## [Selected passage]
UNITED STATES of America, Plaintiff–Appellee v. Jerry GOLLIHER, Defendant–Appellant.

No. 15–1586.

    Decided: April 28, 2016

Before SMITH, BYE, and BENTON, Circuit Judges.Jeffrey Robert Connolly, Rapid City, SD, Bian L. Gardner, Michael S. Weinstein, New York, NY, for Plaintiff–Appellee. Kevin Koliner, AUSA, Sioux Falls, SD, for Defendant–Appellant.

Jerry Golliher was convicted by a jury of attempted commercial sex trafficking of a minor. He appeals, arguing that his counsel was ineffective and that the district court1 should have admitted certain e-mails, provided the trial transcript to the jury in response to a jury question, and stricken the prosecutor's allegedly improper statements. We affirm.

I. Background

Law enforcement placed the following advertisement on a website: “Here for the [Biker] Rally with 2 younger girls that are down for most anything. Age makes no difference so don't be afraid to ask.” Golliher responded to that Internet ad by e-mail, not knowing that law enforcement had placed it as part of a sex-trafficking sting operation. The officer who received Golliher's e-mail responded, “Bobbi is 13 almost 14 and Toni is 12. They both have experience and are good to go. Let me know what you [think].” After an interchange that included age-regressed photos and a discussion of price and a meeting location, Golliher, expecting to pick up Bobbi, met undercover law enforcement. Golliher got out of his car and got into the car of the undercover officer, whom Golliher believed to be Bobbi's pimp. When the officer asked Golliher what he wanted, Golliher indicated that he was willing to pay the discussed $150 for half an hour with Bobbi. The officer promptly arrested Golliher. Golliher was charged with one count of attempted commercial sex trafficking of a minor, in violation of 18 U.S.C. §§ 1591(a)(1), 1591(b)(1), and 1594(a).

## [Exercise instructions]
Please continue the court opinion on Jerry Golliher's appeal above, starting right after the sentence on the charge against him.

## [Listing]
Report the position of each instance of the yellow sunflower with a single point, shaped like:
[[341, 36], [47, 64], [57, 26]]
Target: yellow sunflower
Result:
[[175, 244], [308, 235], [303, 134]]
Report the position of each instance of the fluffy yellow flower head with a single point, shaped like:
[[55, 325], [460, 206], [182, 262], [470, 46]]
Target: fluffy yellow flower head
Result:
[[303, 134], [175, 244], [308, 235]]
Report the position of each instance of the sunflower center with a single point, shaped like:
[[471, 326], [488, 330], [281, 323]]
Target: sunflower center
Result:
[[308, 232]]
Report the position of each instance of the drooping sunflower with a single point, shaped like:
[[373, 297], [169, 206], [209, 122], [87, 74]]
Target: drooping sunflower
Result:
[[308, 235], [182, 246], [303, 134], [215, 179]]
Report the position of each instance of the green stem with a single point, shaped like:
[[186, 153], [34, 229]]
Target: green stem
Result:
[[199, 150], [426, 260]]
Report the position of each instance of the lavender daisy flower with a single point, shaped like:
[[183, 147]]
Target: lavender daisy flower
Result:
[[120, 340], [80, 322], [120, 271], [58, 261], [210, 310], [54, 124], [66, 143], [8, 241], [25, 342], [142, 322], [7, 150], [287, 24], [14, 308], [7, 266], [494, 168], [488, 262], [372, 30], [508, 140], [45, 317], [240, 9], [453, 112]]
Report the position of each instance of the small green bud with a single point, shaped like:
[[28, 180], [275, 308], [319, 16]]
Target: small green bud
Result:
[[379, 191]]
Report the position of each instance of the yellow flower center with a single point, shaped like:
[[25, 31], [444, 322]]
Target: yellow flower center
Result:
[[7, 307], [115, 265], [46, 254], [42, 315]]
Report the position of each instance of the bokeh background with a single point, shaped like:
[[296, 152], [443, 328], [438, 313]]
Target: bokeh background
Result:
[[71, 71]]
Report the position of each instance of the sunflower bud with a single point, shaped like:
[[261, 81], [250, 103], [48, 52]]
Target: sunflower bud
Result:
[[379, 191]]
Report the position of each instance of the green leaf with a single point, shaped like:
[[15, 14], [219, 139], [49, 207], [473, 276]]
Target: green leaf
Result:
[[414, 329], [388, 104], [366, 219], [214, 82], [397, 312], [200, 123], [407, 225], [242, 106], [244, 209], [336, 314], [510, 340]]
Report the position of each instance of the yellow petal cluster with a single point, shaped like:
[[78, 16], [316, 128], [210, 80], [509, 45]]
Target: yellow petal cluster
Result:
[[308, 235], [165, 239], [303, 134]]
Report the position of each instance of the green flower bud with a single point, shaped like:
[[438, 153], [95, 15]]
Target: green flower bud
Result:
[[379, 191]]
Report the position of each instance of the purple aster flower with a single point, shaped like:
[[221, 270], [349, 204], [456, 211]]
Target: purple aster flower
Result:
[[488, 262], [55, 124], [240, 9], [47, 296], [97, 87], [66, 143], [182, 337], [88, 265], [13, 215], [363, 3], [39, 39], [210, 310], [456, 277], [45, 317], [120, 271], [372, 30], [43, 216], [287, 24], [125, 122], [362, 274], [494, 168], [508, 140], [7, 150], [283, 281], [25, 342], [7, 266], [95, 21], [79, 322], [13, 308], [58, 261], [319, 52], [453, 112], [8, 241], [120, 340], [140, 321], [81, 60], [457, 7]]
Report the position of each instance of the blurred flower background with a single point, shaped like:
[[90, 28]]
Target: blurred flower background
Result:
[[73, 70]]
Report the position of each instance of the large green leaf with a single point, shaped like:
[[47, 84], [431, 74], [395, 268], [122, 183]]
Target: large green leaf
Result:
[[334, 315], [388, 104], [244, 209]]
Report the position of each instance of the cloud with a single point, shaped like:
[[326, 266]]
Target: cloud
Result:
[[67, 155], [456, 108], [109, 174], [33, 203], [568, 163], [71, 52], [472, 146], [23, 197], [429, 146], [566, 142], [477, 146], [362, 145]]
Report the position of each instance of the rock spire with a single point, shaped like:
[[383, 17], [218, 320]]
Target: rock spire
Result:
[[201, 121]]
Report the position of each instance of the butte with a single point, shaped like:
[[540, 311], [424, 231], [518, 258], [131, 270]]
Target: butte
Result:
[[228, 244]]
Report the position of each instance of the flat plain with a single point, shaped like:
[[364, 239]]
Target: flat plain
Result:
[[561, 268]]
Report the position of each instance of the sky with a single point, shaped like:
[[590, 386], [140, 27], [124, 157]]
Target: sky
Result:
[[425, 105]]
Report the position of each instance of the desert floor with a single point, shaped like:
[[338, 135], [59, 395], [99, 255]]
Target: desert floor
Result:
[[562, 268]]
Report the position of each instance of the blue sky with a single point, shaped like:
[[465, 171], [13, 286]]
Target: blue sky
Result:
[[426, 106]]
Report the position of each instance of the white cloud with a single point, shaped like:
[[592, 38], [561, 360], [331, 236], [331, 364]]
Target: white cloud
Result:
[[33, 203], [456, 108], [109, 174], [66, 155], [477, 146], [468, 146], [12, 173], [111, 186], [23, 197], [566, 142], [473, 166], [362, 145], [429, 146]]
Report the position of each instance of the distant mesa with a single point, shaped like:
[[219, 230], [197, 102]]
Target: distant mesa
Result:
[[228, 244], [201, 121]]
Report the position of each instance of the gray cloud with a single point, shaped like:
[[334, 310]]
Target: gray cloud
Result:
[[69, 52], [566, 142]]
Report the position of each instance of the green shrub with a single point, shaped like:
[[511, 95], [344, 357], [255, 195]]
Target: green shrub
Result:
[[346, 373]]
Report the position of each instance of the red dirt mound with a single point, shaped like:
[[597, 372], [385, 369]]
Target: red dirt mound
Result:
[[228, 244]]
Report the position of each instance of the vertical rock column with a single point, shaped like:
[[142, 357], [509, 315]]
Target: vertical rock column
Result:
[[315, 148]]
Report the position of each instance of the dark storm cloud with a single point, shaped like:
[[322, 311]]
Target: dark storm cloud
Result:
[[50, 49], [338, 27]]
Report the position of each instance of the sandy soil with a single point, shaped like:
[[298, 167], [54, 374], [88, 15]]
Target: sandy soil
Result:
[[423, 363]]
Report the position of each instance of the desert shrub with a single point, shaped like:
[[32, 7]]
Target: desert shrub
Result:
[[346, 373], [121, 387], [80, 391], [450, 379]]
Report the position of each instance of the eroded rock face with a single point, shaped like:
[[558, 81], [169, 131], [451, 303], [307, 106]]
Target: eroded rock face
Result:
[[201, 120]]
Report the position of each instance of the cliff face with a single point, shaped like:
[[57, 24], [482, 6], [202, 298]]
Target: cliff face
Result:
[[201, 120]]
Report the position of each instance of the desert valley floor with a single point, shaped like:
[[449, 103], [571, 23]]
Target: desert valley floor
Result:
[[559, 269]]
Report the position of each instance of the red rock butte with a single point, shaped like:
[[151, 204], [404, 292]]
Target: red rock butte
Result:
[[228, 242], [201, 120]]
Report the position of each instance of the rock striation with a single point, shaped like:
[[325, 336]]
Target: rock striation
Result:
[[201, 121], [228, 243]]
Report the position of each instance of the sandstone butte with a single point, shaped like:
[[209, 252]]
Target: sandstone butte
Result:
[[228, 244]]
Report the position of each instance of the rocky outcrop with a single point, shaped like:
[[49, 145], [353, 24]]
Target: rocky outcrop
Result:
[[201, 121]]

## [Response for this exercise]
Before trial, the government sought to prohibit Golliher from introducing at trial e-mails that he had previously exchanged with purported prostitutes in which he rebuffed their services upon learning that they were underage. Golliher asserts that the e-mails would have impacted the jury's deliberations significantly because they showed that he was not interested in underage sex. The court excluded the e-mails as hearsay. But the court and the prosecution recognized that Golliher might be permitted to introduce the e-mails as a prior consistent statement should the prosecution call into question whether the events took place. Golliher never recounted the events surrounding those e-mails during his voluntary testimony nor offered the e-mails for admission into evidence.

During the prosecutor's closing argument, he discussed the law of entrapment and the elements of the crime of attempt. The prosecutor explained the entrapment defense this way:

Let's flip over to the next instruction, ladies and gentlemen. Instruction number 3. Entrapment. What ․ you have to decide is was the defendant willing to do this or did somebody have to talk him into it? Did somebody have to twist his arm? In this case, the evidence showed two things. The government proved beyond a reasonable doubt that the defendant was willing [on] August 2, 2013, to go out on to the Internet to try to obtain a young girl for sex in exchange for $150. The government proved beyond a reasonable doubt that nobody forced him to do it. Nobody forced him to do it. The government has to prove one of these two things. Not both, but the evidence shows that he willingly did it and the evidence shows that nobody forced him to do it. He did it all on his own. He knew what he was doing and he took those steps all on his own.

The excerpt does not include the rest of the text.